# Extracted text
******************************

# Strange limit question

#### jdstokes

Let $f: \mathbb{R} \rightarrow \mathbb{R}$ be given. Let $L$ be a real number. State the condition for saying that as $x$ tends to $a$, the limit of $f(x)$ is not $L$. The statement ought to begin with "Given there exists $\epsilon > 0$".

Best guess: $\lim_{x \rightarrow a}f(x) \neq L$ means, given there exists $\epsilon > 0$ there exists $\delta > 0$ such that $|x-a|<\delta \Rightarrow |f(x) - L| > \epsilon$. I'm really not sure about this, however.

Related Introductory Physics Homework News on Phys.org

#### whozum

Nonremovable singularity?

Pardon me?

#### saltydog

Homework Helper
First, lets go over the rule for the limit:

Given $\epsilon>0$, there exists a $\delta>0$ such that for all x satisfying:

$$|x-a|<\delta$$

we have:

$$|f-L|<\epsilon$$

Now, what happens if L is not the limit?

******************************

# Information given
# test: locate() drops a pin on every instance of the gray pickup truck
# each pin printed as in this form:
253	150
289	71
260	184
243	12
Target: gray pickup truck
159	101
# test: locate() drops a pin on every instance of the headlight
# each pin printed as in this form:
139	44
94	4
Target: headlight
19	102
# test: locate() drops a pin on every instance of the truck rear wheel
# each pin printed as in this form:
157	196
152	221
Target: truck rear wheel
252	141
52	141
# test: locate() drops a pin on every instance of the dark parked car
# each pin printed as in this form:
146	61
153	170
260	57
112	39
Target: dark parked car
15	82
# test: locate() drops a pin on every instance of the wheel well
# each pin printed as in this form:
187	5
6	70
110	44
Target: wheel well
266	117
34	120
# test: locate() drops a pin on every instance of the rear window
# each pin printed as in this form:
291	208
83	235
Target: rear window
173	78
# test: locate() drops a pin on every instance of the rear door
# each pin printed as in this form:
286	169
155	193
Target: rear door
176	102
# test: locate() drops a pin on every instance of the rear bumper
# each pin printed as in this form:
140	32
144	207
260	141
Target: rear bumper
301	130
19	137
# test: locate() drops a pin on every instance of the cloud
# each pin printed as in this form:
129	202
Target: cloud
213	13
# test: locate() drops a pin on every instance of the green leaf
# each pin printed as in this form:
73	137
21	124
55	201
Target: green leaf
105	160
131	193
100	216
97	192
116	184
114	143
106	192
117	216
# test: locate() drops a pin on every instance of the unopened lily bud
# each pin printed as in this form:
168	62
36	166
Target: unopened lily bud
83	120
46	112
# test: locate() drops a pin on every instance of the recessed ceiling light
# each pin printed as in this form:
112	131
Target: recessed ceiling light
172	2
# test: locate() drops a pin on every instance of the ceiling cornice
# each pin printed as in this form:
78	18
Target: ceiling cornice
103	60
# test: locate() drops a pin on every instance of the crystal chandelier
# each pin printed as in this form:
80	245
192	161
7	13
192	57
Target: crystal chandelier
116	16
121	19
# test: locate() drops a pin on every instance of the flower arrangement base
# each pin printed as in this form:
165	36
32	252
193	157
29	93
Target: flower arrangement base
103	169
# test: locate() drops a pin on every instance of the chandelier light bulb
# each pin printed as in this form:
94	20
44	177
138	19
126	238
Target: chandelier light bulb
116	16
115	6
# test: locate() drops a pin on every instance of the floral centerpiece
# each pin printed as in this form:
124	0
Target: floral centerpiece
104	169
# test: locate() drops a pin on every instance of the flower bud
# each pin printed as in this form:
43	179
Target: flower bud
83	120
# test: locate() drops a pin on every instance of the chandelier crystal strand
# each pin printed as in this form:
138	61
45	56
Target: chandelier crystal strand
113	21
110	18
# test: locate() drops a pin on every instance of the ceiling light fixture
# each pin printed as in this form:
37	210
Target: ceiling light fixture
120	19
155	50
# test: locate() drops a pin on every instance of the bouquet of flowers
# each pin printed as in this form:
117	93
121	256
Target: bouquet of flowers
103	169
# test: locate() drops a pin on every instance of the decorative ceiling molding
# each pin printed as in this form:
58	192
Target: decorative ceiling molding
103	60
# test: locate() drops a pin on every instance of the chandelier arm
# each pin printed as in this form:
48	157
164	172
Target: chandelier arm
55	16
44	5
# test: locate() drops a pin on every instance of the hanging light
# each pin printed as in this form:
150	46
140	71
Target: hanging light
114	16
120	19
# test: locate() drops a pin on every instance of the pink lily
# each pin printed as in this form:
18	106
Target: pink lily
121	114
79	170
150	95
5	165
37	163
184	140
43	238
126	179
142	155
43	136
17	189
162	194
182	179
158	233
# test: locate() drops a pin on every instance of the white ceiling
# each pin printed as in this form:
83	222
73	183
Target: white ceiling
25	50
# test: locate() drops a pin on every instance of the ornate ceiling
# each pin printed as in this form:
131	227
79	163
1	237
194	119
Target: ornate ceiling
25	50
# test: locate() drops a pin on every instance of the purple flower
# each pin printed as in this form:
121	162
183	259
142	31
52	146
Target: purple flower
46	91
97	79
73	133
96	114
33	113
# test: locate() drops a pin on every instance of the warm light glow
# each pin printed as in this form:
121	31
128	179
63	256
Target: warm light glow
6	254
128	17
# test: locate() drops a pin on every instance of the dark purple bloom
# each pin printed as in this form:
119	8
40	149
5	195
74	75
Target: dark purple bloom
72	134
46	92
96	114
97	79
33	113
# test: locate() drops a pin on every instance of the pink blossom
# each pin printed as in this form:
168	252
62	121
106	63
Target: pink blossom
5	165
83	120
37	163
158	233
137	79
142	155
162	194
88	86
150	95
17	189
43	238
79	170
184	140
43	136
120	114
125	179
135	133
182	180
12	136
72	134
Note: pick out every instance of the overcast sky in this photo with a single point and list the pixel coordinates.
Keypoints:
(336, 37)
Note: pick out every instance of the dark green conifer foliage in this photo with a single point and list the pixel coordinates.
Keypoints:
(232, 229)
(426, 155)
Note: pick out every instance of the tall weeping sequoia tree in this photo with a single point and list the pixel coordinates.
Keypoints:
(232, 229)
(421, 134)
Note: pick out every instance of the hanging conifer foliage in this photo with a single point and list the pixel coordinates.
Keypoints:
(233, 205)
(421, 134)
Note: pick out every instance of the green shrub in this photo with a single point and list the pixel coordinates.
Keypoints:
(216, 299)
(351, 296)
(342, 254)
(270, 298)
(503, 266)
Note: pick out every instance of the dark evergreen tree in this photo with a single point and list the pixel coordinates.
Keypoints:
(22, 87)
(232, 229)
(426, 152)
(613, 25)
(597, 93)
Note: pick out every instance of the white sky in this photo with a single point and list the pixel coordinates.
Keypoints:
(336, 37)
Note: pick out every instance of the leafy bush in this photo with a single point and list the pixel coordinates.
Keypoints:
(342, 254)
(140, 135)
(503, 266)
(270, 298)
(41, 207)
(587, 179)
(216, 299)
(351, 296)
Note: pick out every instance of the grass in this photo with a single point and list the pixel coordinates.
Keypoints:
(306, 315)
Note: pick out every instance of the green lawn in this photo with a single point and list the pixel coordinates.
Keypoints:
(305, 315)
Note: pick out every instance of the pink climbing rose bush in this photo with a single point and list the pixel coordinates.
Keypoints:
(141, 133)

******************************

# To-do list
[1] In the thread on the strange limit question, translate this sentence into Spanish: "Now, what happens if L is not the limit?"
[2] Write a continuation of the thread about the strange limit question, starting after its last sentence.

# Answers in order
[1] Ahora bien, ¿qué pasa si L no es el límite?

[2]
Then there should exists an $\epsilon>0$ such that for some $\delta>0$ and all x satisfying:

$$|x-a|<\delta$$

we have:

$$|f-L|>\epsilon$$

Make sure you understand these two differences. If L is the limit, by choosing $\delta$ small enough I can make the difference between L and f as small as I want.

If L is not the limit, then no matter how small I make $\delta$, I can always find an $\epsilon$ such that the difference between f and L will be larger.

#### jdstokes

So I was correct? Great, thanks for your help saltydog.

"Strange limit question"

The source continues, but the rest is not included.